■ **TASK BRIEF**: Repeat the entire listing exactly.

■ **GIVEN ENTRIES**:
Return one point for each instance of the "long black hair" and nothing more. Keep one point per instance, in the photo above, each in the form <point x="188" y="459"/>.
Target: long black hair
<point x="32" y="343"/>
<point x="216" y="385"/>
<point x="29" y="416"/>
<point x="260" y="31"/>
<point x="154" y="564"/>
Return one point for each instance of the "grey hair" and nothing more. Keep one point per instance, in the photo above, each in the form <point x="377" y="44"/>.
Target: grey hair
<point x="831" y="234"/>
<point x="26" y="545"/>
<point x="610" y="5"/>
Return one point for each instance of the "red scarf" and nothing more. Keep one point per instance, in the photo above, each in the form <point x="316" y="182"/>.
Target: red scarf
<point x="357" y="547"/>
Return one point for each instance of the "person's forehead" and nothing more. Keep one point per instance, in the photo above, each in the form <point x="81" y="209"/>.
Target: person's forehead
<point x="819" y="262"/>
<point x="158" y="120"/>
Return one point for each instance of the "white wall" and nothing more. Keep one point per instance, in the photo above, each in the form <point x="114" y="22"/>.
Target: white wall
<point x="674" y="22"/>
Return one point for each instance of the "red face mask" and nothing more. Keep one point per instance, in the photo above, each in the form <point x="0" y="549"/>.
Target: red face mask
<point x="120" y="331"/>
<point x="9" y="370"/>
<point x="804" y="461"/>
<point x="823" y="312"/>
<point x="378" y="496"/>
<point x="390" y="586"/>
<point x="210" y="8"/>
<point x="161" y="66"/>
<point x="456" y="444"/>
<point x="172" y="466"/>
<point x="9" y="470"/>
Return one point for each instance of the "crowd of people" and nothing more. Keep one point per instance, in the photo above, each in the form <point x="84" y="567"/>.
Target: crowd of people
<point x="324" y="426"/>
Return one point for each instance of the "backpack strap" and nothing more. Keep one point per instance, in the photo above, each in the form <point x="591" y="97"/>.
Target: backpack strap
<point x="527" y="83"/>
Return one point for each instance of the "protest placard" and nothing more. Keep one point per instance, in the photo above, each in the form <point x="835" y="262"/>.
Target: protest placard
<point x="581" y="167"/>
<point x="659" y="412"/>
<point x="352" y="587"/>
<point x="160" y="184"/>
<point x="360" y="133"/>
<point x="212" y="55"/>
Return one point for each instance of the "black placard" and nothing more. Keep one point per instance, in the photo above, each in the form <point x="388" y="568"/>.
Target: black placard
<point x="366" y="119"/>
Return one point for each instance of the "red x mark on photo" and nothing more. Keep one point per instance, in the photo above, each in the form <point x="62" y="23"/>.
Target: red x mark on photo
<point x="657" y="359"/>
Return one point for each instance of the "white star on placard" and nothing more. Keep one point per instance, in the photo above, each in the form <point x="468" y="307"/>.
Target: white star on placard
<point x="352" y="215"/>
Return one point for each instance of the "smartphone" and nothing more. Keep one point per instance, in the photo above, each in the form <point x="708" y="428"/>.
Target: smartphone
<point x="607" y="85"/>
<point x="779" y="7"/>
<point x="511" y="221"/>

■ **WRITTEN RESPONSE**:
Return one point for each instance of the "long black hair" and nothing more. Keep one point per instance, in the photo above, each in the form <point x="188" y="459"/>.
Target: long black hair
<point x="32" y="343"/>
<point x="216" y="385"/>
<point x="29" y="416"/>
<point x="260" y="31"/>
<point x="154" y="564"/>
Return one point for each instance of the "grey hair" and nothing more. Keep one point per instance, in the photo above, each in the form <point x="377" y="44"/>.
Target: grey hair
<point x="831" y="234"/>
<point x="26" y="545"/>
<point x="610" y="5"/>
Return one point for each instance of the "red scarf" and nothing more. Keep one point per instance, in the photo above, each in the form <point x="316" y="182"/>.
Target: red scarf
<point x="357" y="547"/>
Return one point for each instance of the "person's forehead" and nothing more. Keep one point per instance, in the photo above, each in the form <point x="81" y="209"/>.
Target: person's forehead
<point x="819" y="262"/>
<point x="158" y="120"/>
Return one point for each instance of the "white wall" and nothing more. Keep one point per instance, in the photo above, each in the form <point x="114" y="22"/>.
Target: white wall
<point x="674" y="22"/>
Return one point for each instance of the "red face mask" and nothing more. Keep one point per instance, in the photo above, each in the form <point x="0" y="549"/>.
Target: red face mask
<point x="120" y="331"/>
<point x="9" y="370"/>
<point x="804" y="461"/>
<point x="823" y="312"/>
<point x="378" y="496"/>
<point x="390" y="586"/>
<point x="210" y="8"/>
<point x="161" y="66"/>
<point x="456" y="444"/>
<point x="172" y="466"/>
<point x="9" y="470"/>
Return one point for each instance of the "crowd of people" and nothing more. Keep one point per instance, in the photo above, each in the form <point x="84" y="567"/>.
Target: crowd of people
<point x="324" y="426"/>
Return one point for each instance of the "backpack strap" and nothing more. Keep one point per instance, in the photo above, each in the form <point x="591" y="97"/>.
Target: backpack strap
<point x="527" y="83"/>
Return one point for each instance of the "protest placard" and nothing more. Keep one point per instance, in the photo above, each in the form <point x="835" y="262"/>.
Target: protest placard
<point x="581" y="167"/>
<point x="659" y="412"/>
<point x="352" y="587"/>
<point x="160" y="184"/>
<point x="360" y="133"/>
<point x="212" y="55"/>
Return one point for each instance of the "black placard" and nothing more. Keep one point per instance, in the photo above, each in the form <point x="388" y="568"/>.
Target: black placard
<point x="366" y="119"/>
Return one point for each instance of the "red x mark on photo" and nothing more. Keep one point per instance, in the photo above, each in the form <point x="62" y="23"/>.
Target: red x mark on photo
<point x="657" y="359"/>
Return one point for each instance of the "white star on placard" and nothing more. Keep one point per instance, in the photo above, each in the form <point x="468" y="307"/>.
Target: white star on placard
<point x="352" y="215"/>
Return one point for each instance of the "smartphone" and nothing more. Keep one point per instance, in the photo above, each in the form <point x="708" y="428"/>.
Target: smartphone
<point x="607" y="85"/>
<point x="779" y="7"/>
<point x="511" y="221"/>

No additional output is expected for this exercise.